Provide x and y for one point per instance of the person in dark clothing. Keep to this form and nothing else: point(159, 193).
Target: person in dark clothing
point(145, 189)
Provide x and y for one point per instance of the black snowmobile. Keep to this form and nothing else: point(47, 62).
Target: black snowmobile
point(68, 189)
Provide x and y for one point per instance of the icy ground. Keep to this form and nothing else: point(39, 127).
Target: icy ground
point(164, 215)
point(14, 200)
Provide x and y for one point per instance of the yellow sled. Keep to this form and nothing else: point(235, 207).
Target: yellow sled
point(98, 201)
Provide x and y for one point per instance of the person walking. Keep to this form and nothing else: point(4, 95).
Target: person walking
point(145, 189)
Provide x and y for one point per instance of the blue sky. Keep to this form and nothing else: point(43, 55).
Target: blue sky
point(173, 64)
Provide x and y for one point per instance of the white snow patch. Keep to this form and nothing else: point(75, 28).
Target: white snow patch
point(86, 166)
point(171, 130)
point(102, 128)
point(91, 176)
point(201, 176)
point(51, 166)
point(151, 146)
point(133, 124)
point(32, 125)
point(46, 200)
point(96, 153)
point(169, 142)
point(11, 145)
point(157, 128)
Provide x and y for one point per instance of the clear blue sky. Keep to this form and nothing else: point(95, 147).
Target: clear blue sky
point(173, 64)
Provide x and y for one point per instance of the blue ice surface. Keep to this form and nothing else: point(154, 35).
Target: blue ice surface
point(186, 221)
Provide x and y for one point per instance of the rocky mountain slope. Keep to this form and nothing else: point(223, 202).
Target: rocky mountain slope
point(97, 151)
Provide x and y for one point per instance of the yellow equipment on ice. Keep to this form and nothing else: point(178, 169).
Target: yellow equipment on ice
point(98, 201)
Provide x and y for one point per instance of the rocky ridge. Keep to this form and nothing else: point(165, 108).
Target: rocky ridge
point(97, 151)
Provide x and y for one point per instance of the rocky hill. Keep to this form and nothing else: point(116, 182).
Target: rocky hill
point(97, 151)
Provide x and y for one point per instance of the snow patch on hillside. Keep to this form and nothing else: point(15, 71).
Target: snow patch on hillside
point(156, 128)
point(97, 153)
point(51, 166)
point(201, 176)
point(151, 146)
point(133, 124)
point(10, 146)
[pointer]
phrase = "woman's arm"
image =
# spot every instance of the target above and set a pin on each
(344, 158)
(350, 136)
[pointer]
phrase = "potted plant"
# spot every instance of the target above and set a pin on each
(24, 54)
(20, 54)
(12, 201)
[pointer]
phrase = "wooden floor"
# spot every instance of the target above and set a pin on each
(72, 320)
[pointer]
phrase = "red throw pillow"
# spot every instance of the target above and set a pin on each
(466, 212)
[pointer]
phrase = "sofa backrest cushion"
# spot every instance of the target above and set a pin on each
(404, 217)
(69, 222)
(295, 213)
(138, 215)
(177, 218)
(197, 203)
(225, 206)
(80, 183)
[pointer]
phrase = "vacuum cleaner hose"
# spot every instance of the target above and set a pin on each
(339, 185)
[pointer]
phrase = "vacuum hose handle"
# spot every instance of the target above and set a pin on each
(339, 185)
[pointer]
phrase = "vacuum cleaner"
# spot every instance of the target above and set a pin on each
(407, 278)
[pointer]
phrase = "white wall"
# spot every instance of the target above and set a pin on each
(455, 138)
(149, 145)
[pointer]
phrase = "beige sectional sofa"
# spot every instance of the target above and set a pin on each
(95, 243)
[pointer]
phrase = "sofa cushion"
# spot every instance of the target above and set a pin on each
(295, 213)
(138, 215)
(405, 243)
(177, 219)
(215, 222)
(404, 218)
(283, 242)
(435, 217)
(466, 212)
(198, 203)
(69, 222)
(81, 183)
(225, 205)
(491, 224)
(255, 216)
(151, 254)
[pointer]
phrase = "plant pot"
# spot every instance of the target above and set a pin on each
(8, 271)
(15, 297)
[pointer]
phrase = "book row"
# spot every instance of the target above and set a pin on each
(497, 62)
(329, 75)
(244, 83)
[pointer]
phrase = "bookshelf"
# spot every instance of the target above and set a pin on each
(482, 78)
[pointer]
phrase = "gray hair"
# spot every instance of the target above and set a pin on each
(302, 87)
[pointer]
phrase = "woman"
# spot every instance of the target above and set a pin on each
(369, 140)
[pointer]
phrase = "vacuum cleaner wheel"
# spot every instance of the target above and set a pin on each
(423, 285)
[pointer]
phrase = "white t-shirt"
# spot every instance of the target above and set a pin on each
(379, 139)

☆ ☆ ☆

▸ **INSTRUCTION**: The records above should be repeated in full, exactly as given.

▸ **ANSWER TO THE EXERCISE**:
Provide x and y for one point per instance of the person in dark clothing. Keep to this form and nothing else: point(159, 193).
Target: person in dark clothing
point(145, 189)
Provide x and y for one point per instance of the black snowmobile. Keep to this form and nothing else: point(47, 62).
Target: black snowmobile
point(68, 189)
Provide x and y for one point per instance of the icy ground. Keep to this form and nothing else: point(39, 127).
Target: icy ground
point(164, 215)
point(14, 200)
Provide x and y for one point per instance of the yellow sled. Keep to this form and nothing else: point(235, 207).
Target: yellow sled
point(98, 201)
Provide x and y for one point per instance of the person walking. Keep to this form and nothing else: point(4, 95).
Target: person walking
point(145, 189)
Provide x and y for one point per instance of the blue sky. Keep to this form and nothing else: point(43, 55).
Target: blue sky
point(173, 64)
Provide x and y for one point per instance of the white snow patch. Keep to this form and nothing else: point(75, 28).
Target: white snow patch
point(86, 166)
point(171, 130)
point(102, 128)
point(91, 176)
point(201, 176)
point(51, 166)
point(151, 146)
point(133, 124)
point(32, 125)
point(46, 200)
point(96, 153)
point(169, 142)
point(11, 145)
point(157, 128)
Provide x and y for one point per instance of the clear blue sky. Keep to this form and nothing else: point(95, 147).
Target: clear blue sky
point(173, 64)
Provide x and y for one point per instance of the blue ice surface. Keep to this form and nothing else: point(154, 35).
Target: blue ice surface
point(186, 221)
Provide x and y for one point per instance of the rocky mountain slope. Keep to this form and nothing else: point(223, 202).
Target: rocky mountain slope
point(97, 151)
Provide x and y for one point per instance of the yellow equipment on ice. Keep to this form and nothing else: point(178, 169).
Target: yellow equipment on ice
point(98, 201)
Provide x and y for one point per instance of the rocky ridge. Keep to this form and nothing else: point(165, 108).
Target: rocky ridge
point(97, 151)
Provide x and y for one point per instance of the rocky hill. Keep to this form and nothing else: point(116, 182).
Target: rocky hill
point(97, 151)
Provide x and y for one point per instance of the snow patch on hillside. Keep to this form and nothing else: point(15, 71).
Target: snow patch on hillside
point(156, 128)
point(97, 153)
point(51, 166)
point(201, 176)
point(151, 146)
point(133, 124)
point(10, 146)
[pointer]
phrase = "woman's arm"
image =
# spot every instance of the target above and set a pin on each
(344, 158)
(350, 136)
[pointer]
phrase = "potted plant"
# spot every instance of the target above and set a pin on each
(24, 54)
(20, 54)
(12, 201)
[pointer]
phrase = "wooden floor"
# spot every instance of the target above and set a pin on each
(72, 320)
[pointer]
phrase = "red throw pillow"
# spot every instance of the target above and set a pin on each
(466, 212)
[pointer]
phrase = "sofa backrest cushion"
# spot every instance of the target above and set a pin on each
(404, 217)
(69, 222)
(295, 213)
(138, 215)
(177, 218)
(197, 203)
(225, 206)
(80, 183)
[pointer]
phrase = "vacuum cleaner hose"
# spot every instance of the target above and set a pin on each
(339, 185)
[pointer]
phrase = "vacuum hose handle"
# spot every instance of the target above and set a pin on each
(339, 185)
[pointer]
phrase = "vacuum cleaner"
# spot every instance of the target above and set a pin on each
(407, 278)
[pointer]
phrase = "white wall"
# spot every instance of the target above and set a pin on each
(455, 138)
(149, 145)
[pointer]
phrase = "beige sectional sofa"
# spot every instance of the target above and set a pin on each
(95, 243)
[pointer]
phrase = "sofa cushion"
# spot every instance of the target above and set a pin on each
(295, 213)
(138, 215)
(405, 243)
(177, 219)
(215, 222)
(404, 218)
(283, 242)
(435, 217)
(466, 212)
(198, 203)
(69, 222)
(81, 183)
(225, 205)
(491, 224)
(255, 216)
(151, 254)
[pointer]
phrase = "plant pot"
# spot every instance of the target above and set a pin on each
(8, 271)
(15, 297)
[pointer]
phrase = "book row"
# spot every instance of the target above and set a pin on each
(497, 62)
(329, 75)
(244, 83)
[pointer]
phrase = "bookshelf"
# spot every instance of the target above and set a pin on each
(482, 78)
[pointer]
phrase = "gray hair"
# spot every instance of the target above and set a pin on each
(302, 87)
[pointer]
phrase = "woman"
# spot every instance of the target above and set a pin on each
(369, 140)
[pointer]
phrase = "vacuum cleaner wheel"
# spot every instance of the target above and set a pin on each
(423, 285)
[pointer]
phrase = "white t-shirt"
# spot every instance of the target above and set a pin on each
(379, 139)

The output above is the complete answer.